▶ _DIRECTIVE 1_
Print the passage of the recipe from "This recipe was" to "can possibly find." exactly as it appears.
---- TEXT PROVIDED
This recipe was inspired by Jonathan Waxman, one of my favorite chefs. The anchovy chimichurri is perfect as a dipping sauce, but it also makes an amazing marinade for steaks or fish. A dish like this requires the best ingredients, so definitely source the freshest stuff you can possibly find.
Level: | Easy |
Total: | 1 hr 20 min |
Active: | 30 min |
Yield: | 4 servings |
Level: | Easy |
Total: | 1 hr 20 min |
Active: | 30 min |
Yield: | 4 servings |
Ingredients
- 3/4 cup red wine vinegar
- 1/2 cup fresh cilantro, finely chopped
- 1/2 cup fresh parsley, finely chopped
- 1/4 cup shallot, minced
- 1 tablespoon fresh basil, chopped
- 1 tablespoon fresh oregano, finely chopped
- 1 tablespoon fresh rosemary, finely chopped
- 1 teaspoon kosher salt
- 4 anchovy fillets, minced
- 4 garlic cloves, minced
- 1/2 fresh serrano chile pepper, minced
- 3/4 cup extra-virgin olive oil
- One 3- to 4-pound free-range chicken, backbone removed
- 1/4 cup extra-virgin olive oil
- 1 tablespoon kosher salt
Instructions
- For the anchovy chimichurri sauce: Combine the vinegar, cilantro, parsley, shallots, basil, oregano, rosemary, salt, anchovies, garlic, and chile pepper in a bowl. Drizzle in the oil, stirring until the mixture is evenly incorporated into a rustic yet coarse sauce. Cover and allow to sit 30 minutes for the flavors to come together.
--------
---- INPUT ROWS
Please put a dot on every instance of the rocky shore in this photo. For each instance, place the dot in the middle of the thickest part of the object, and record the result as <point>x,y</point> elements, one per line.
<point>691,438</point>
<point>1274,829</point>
--------
---- INPUT ROWS
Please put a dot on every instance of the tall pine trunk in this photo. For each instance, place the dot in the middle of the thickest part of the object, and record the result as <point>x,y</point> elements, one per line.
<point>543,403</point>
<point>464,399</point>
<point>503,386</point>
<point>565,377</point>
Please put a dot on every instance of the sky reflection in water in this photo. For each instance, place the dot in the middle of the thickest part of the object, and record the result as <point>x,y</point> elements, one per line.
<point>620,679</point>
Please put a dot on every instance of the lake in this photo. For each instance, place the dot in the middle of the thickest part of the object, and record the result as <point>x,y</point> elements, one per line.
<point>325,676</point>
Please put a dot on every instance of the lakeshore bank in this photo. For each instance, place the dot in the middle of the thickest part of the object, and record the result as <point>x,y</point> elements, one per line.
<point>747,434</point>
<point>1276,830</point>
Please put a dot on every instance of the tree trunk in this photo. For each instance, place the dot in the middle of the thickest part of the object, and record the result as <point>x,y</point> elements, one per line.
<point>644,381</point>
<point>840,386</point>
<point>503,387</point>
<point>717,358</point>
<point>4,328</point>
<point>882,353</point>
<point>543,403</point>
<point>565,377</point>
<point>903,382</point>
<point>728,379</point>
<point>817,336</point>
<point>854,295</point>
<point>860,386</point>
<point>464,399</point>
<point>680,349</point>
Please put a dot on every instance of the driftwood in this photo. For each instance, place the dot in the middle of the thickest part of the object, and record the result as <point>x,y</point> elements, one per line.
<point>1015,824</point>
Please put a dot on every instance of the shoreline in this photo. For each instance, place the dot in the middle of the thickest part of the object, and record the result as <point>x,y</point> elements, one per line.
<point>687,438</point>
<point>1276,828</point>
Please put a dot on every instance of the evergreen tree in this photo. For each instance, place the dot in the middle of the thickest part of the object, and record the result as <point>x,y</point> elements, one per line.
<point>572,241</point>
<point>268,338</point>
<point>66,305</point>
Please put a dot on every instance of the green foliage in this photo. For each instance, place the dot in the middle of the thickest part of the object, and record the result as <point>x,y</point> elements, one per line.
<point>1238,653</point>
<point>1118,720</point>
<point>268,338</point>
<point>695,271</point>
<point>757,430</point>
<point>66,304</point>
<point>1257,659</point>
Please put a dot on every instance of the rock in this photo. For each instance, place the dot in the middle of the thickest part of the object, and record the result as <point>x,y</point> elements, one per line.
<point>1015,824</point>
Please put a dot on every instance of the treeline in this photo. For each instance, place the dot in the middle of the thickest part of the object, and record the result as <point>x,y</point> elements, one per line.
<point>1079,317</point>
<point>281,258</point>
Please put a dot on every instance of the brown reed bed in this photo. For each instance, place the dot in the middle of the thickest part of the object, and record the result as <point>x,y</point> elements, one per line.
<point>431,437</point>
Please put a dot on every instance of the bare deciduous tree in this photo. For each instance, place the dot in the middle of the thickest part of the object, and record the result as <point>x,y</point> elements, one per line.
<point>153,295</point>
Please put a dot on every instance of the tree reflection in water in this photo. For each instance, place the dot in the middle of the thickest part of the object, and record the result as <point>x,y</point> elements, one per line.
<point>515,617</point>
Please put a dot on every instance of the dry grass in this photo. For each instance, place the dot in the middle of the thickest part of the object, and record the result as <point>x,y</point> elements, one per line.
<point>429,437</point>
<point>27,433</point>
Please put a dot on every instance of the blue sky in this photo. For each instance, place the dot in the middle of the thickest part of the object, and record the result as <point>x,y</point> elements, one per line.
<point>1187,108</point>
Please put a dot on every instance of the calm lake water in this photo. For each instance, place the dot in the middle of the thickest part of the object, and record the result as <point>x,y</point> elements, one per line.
--------
---- INPUT ROWS
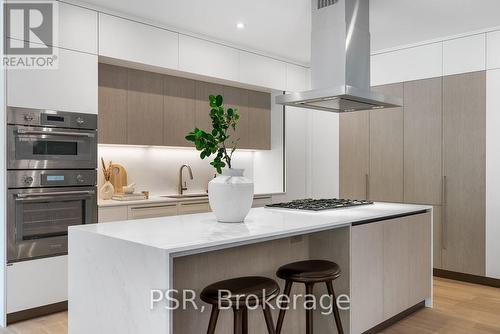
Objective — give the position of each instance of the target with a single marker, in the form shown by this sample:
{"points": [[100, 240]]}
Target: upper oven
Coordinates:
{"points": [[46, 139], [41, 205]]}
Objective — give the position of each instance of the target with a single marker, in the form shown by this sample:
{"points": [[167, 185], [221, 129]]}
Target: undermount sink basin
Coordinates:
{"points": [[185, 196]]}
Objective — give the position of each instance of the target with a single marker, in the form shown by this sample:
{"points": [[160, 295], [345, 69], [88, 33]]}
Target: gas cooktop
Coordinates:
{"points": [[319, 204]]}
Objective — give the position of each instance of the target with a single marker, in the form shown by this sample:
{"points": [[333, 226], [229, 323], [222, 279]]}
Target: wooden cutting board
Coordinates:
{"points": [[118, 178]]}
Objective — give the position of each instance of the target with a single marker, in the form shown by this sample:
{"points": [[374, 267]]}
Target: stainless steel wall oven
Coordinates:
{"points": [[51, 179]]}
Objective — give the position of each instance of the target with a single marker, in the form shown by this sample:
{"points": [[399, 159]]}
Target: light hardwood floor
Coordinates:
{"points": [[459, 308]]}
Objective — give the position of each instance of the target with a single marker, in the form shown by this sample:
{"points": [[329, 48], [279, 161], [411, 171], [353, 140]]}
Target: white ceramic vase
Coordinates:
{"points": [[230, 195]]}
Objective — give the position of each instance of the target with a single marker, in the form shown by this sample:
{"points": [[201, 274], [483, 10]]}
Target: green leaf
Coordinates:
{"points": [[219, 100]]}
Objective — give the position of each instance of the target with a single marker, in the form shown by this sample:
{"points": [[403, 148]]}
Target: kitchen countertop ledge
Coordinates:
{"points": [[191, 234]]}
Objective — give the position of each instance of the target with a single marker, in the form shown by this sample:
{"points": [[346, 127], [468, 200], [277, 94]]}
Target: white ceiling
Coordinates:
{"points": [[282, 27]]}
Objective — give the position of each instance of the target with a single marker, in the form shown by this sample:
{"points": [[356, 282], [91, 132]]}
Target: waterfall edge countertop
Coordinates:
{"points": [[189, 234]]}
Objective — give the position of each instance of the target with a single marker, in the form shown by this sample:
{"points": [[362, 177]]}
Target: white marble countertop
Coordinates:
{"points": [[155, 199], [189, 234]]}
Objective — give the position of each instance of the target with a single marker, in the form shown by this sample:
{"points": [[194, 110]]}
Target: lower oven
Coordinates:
--------
▶ _DIRECTIVE 2_
Render the part of the listing from the line with "Please put a dot on every instance of the sky" to the line with "<point>1276,830</point>" as a numbered list, including both of those lines and omitting any blank lines.

▶ _FINAL ANSWER 1_
This recipe was inspired by Jonathan Waxman, one of my favorite chefs. The anchovy chimichurri is perfect as a dipping sauce, but it also makes an amazing marinade for steaks or fish. A dish like this requires the best ingredients, so definitely source the freshest stuff you can possibly find.

▶ _FINAL ANSWER 2_
1. Please put a dot on every instance of the sky reflection in water in this photo. For each instance, place the dot in the middle of the thickest part of the object, and record the result as <point>x,y</point> elements, one per line.
2. <point>620,679</point>
3. Please put a dot on every instance of the lake in this photo. For each instance, place the dot in the middle of the thickest part of the object, and record the result as <point>x,y</point> elements, one per line.
4. <point>325,676</point>
5. Please put a dot on every instance of the lakeshore bank in this photo. For each instance, place the dot in the middle of the thickest part of the object, and record the result as <point>x,y</point> elements, one per line.
6. <point>747,434</point>
7. <point>1276,830</point>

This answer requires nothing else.